THE TASK: Read the data below. Every line holding the string "Query" must be copied.

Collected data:
BEGIN

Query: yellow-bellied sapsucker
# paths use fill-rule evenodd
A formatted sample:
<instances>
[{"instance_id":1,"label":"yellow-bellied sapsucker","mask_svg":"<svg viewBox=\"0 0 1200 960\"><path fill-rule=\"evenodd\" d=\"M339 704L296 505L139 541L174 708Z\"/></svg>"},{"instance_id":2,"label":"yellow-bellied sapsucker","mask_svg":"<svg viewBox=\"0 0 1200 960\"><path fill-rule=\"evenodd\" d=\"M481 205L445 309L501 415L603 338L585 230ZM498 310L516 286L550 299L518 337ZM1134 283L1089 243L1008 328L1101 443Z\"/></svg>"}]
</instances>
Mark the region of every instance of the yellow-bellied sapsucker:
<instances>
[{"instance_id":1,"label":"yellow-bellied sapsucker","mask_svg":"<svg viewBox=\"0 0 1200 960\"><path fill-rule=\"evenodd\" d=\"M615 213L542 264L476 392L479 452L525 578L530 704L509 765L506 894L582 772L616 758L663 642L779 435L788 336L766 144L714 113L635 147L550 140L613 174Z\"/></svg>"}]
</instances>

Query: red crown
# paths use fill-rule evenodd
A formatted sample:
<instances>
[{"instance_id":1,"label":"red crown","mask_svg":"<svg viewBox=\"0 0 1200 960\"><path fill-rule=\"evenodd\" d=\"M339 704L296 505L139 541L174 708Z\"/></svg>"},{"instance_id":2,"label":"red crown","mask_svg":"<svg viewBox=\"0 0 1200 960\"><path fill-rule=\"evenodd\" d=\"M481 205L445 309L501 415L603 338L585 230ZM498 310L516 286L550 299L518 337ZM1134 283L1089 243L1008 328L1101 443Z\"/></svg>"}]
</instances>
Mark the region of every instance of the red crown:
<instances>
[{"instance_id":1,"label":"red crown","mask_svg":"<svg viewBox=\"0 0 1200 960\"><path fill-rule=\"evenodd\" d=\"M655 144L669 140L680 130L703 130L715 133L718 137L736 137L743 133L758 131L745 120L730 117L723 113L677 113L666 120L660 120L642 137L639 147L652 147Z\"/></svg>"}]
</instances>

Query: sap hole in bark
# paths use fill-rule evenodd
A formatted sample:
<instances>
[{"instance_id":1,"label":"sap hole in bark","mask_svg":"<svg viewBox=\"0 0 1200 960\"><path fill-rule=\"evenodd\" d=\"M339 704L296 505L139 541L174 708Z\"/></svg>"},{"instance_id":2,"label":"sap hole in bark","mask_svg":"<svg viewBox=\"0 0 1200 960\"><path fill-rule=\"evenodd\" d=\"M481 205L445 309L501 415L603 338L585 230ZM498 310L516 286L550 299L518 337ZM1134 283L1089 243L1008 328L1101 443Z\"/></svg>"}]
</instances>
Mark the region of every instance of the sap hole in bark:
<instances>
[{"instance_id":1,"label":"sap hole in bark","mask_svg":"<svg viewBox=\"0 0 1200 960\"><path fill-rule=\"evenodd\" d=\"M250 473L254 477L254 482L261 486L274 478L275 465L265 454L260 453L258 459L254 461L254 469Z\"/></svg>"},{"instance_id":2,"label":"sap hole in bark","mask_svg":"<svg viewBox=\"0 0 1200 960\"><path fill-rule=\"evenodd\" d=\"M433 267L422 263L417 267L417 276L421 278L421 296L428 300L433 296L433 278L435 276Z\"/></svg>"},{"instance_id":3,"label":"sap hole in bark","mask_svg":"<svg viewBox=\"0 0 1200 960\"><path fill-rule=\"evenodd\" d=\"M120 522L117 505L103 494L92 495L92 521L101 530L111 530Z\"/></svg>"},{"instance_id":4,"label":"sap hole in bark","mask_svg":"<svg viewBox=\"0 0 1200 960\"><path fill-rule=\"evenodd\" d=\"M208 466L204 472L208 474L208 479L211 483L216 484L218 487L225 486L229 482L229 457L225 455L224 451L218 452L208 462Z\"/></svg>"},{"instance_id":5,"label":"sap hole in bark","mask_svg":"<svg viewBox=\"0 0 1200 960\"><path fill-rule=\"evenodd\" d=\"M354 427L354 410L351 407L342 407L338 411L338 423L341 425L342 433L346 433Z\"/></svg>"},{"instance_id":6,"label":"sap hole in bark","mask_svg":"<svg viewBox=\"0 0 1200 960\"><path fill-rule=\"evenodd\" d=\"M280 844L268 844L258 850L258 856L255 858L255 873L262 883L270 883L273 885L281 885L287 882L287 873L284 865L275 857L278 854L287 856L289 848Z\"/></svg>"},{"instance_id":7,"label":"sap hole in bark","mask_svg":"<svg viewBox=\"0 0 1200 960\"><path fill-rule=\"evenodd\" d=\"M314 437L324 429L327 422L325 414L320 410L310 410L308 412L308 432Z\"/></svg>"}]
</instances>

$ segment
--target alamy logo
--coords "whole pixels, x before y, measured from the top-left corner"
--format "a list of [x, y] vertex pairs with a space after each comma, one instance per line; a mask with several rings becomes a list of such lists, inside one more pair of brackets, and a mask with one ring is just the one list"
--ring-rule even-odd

END

RESULT FOR THIS EXERCISE:
Query: yellow-bellied sapsucker
Query: red crown
Query: sap hole in bark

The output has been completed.